### Stated problem
Arrange all the records below as a numbered list, skipping blank lines. Leave the pictures out of your answer.

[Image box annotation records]
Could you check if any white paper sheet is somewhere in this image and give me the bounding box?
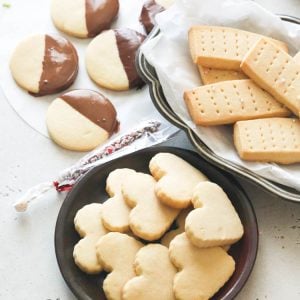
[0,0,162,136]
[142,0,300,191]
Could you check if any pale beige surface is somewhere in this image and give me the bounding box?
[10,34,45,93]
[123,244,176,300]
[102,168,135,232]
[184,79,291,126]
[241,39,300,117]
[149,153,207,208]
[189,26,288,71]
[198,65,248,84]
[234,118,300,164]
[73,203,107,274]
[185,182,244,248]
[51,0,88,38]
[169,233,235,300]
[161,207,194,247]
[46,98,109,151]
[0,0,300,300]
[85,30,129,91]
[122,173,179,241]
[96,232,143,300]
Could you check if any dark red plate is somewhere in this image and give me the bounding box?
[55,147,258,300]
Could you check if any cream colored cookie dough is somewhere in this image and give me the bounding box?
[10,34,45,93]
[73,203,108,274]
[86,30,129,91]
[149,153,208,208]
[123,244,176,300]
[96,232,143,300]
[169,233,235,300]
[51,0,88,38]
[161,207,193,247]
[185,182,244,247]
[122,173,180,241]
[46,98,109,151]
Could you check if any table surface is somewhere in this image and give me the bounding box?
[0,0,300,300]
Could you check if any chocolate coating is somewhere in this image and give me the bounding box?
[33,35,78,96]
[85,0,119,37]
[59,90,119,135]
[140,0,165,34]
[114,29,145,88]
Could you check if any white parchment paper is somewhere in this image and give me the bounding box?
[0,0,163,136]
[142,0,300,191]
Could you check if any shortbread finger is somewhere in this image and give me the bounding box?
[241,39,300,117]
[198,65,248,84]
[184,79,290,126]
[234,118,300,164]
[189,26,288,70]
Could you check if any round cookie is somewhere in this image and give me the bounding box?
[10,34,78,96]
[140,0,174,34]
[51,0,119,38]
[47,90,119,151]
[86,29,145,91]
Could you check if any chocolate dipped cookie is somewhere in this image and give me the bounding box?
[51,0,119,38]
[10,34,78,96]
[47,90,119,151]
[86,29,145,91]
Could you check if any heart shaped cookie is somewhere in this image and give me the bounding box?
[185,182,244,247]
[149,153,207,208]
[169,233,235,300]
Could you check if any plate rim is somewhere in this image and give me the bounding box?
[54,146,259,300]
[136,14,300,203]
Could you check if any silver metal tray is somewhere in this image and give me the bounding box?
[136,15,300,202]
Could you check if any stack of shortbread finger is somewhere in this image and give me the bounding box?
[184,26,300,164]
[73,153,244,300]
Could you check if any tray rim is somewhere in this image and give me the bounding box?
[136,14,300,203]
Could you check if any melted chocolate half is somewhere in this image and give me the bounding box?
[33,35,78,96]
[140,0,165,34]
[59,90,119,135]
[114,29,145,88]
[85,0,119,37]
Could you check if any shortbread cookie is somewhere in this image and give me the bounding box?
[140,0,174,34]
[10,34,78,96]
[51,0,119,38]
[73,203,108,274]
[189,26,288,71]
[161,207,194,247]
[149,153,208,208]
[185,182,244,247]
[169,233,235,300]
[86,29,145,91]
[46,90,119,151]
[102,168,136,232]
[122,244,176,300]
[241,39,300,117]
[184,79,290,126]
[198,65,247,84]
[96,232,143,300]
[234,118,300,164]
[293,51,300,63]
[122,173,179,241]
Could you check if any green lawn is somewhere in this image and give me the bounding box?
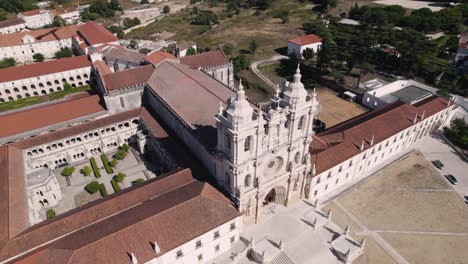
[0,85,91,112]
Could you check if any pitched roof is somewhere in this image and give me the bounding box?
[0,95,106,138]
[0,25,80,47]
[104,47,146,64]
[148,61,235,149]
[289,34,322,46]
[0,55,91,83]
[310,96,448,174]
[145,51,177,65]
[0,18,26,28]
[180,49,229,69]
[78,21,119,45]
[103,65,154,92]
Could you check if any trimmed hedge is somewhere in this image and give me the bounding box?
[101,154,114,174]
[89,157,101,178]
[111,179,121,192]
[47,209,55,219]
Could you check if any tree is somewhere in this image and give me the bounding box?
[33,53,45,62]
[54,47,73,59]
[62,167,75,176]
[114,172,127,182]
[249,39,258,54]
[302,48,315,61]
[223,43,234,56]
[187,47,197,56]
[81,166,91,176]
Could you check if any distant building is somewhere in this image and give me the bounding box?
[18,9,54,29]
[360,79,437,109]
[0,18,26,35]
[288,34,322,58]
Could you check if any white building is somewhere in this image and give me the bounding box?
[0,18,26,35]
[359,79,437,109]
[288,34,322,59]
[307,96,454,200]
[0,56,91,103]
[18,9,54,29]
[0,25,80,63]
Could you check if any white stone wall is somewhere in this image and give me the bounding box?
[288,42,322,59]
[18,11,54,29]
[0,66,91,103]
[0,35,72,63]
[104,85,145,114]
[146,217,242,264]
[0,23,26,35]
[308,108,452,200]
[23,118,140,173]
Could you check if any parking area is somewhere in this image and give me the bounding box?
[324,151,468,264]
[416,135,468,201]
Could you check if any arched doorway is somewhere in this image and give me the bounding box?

### Solution
1. Could you check if any white paper sheet is somewhere in this image and give me the bounding box?
2. [0,0,162,136]
3. [142,0,300,191]
4. Could you check if any pale beige surface is somewhere in this image and give me the bounding box?
5. [10,34,45,93]
6. [123,244,176,300]
7. [102,168,135,232]
8. [184,79,291,126]
9. [241,39,300,117]
10. [149,153,207,208]
11. [189,26,288,71]
12. [198,65,248,84]
13. [234,118,300,164]
14. [73,203,107,274]
15. [185,182,244,248]
16. [51,0,88,38]
17. [169,233,235,300]
18. [161,207,194,247]
19. [46,98,109,151]
20. [0,0,300,300]
21. [85,30,129,91]
22. [122,173,179,241]
23. [96,232,143,300]
24. Could you check if any dark red plate is somewhere in this image and give me the bounding box?
25. [55,147,258,300]
26. Could you check if any cream colored cookie dough is somewhere in this image and give me the bounding box?
27. [10,34,45,93]
28. [73,203,108,274]
29. [86,30,129,91]
30. [149,153,208,208]
31. [123,244,176,300]
32. [96,232,143,300]
33. [169,233,235,300]
34. [51,0,88,38]
35. [161,207,193,247]
36. [185,182,244,247]
37. [122,173,180,241]
38. [46,98,109,151]
39. Could you check if any table surface is somewhere in this image and give me the bounding box?
40. [0,0,300,300]
41. Could you check if any chocolate coating is somewhere in this image and give me the bounding box?
42. [33,35,78,96]
43. [85,0,119,37]
44. [59,90,119,135]
45. [140,0,165,34]
46. [114,29,145,88]
47. Could you check if any white parchment paper is somewhere in this image and give me the bounding box?
48. [0,0,163,136]
49. [142,0,300,191]
50. Could you check if any shortbread finger is somewhere in this image and give me the bounding box?
51. [241,39,300,117]
52. [198,65,248,84]
53. [184,79,290,126]
54. [234,118,300,164]
55. [189,26,288,70]
56. Could you check if any round cookie is somewhere in this image and give me the bounding box?
57. [10,34,78,96]
58. [140,0,174,34]
59. [51,0,119,38]
60. [47,90,119,151]
61. [86,29,145,91]
62. Could you check if any chocolate dipped cookie is somewhere in this image and give me the bounding box?
63. [51,0,119,38]
64. [10,34,78,96]
65. [47,90,119,151]
66. [86,29,145,91]
67. Could you check if any heart shaped cookie is somewhere in this image and give me the bounding box?
68. [185,182,244,247]
69. [149,153,207,208]
70. [169,233,235,300]
71. Could you check if any plate rim is somewhere in this image and give me the bounding box?
72. [54,146,259,300]
73. [136,14,300,203]
74. Could you check if any silver metal tray is somewhere in this image and give me the bounding box?
75. [136,15,300,202]
76. Could you check if any stack of shortbread finger is somewhere in this image and give me the bounding box?
77. [184,26,300,164]
78. [73,153,244,300]
79. Could you check if any tray rim is somewhere in this image and give me the bounding box?
80. [136,14,300,203]
81. Could you check if any melted chocolate half is somewhere in this image and give me the bounding box?
82. [33,35,78,96]
83. [140,0,165,34]
84. [59,90,119,135]
85. [114,29,145,88]
86. [85,0,119,37]
87. Could you check if any shortbread cookie is somewhere in this image and give me the bounding box?
88. [140,0,174,34]
89. [10,34,78,96]
90. [51,0,119,38]
91. [73,203,108,274]
92. [189,26,288,71]
93. [161,207,194,247]
94. [149,153,208,208]
95. [185,182,244,247]
96. [169,233,235,300]
97. [86,29,145,91]
98. [46,90,119,151]
99. [102,168,136,232]
100. [122,244,176,300]
101. [241,39,300,117]
102. [184,79,290,126]
103. [198,65,247,84]
104. [96,232,143,300]
105. [234,118,300,164]
106. [293,51,300,63]
107. [122,173,179,241]
108. Could you check if any green lawn is somewhere in this image and give me the bounding box?
109. [0,85,91,112]
110. Could you check if any pitched roof is somewhere in this image and give me the bounding box?
111. [0,95,106,138]
112. [0,25,80,47]
113. [104,47,146,64]
114. [148,61,235,149]
115. [289,34,322,46]
116. [0,55,91,83]
117. [310,96,448,174]
118. [145,51,177,65]
119. [0,18,26,28]
120. [180,49,229,69]
121. [78,21,119,45]
122. [103,65,154,92]
123. Could you check if any trimmed hedge is somewhere in this image and give me the bounding box?
124. [101,154,114,174]
125. [89,157,101,178]
126. [111,179,121,192]
127. [47,209,55,219]
128. Could you check if any tree is somewhere in this image and give me the bounding box?
129. [33,53,45,62]
130. [54,47,73,59]
131. [62,167,75,176]
132. [114,172,127,182]
133. [249,39,258,54]
134. [302,48,315,61]
135. [223,43,234,56]
136. [187,47,197,56]
137. [81,166,91,176]
138. Could you check if any distant building is somewhere in this image and give me the bounding box?
139. [18,9,54,29]
140. [360,79,437,109]
141. [0,18,26,35]
142. [288,34,322,58]
143. Could you check if any white building is somewhere in this image and give me the bounding box?
144. [0,18,26,35]
145. [359,79,437,109]
146. [288,34,322,59]
147. [307,96,454,200]
148. [0,56,91,103]
149. [18,9,54,29]
150. [0,25,80,63]
151. Could you check if any white stone wall is somewhere in this image and give me the bounding box?
152. [288,42,322,59]
153. [18,11,54,29]
154. [0,66,91,103]
155. [0,35,72,63]
156. [104,85,145,114]
157. [146,217,242,264]
158. [0,23,26,35]
159. [308,108,452,200]
160. [23,118,140,173]
161. Could you check if any parking area is somewhere in this image and give me the bounding box?
162. [324,151,468,264]
163. [416,135,468,201]
164. Could you check if any arched doorway is somewhere in this image and give me the bounding box?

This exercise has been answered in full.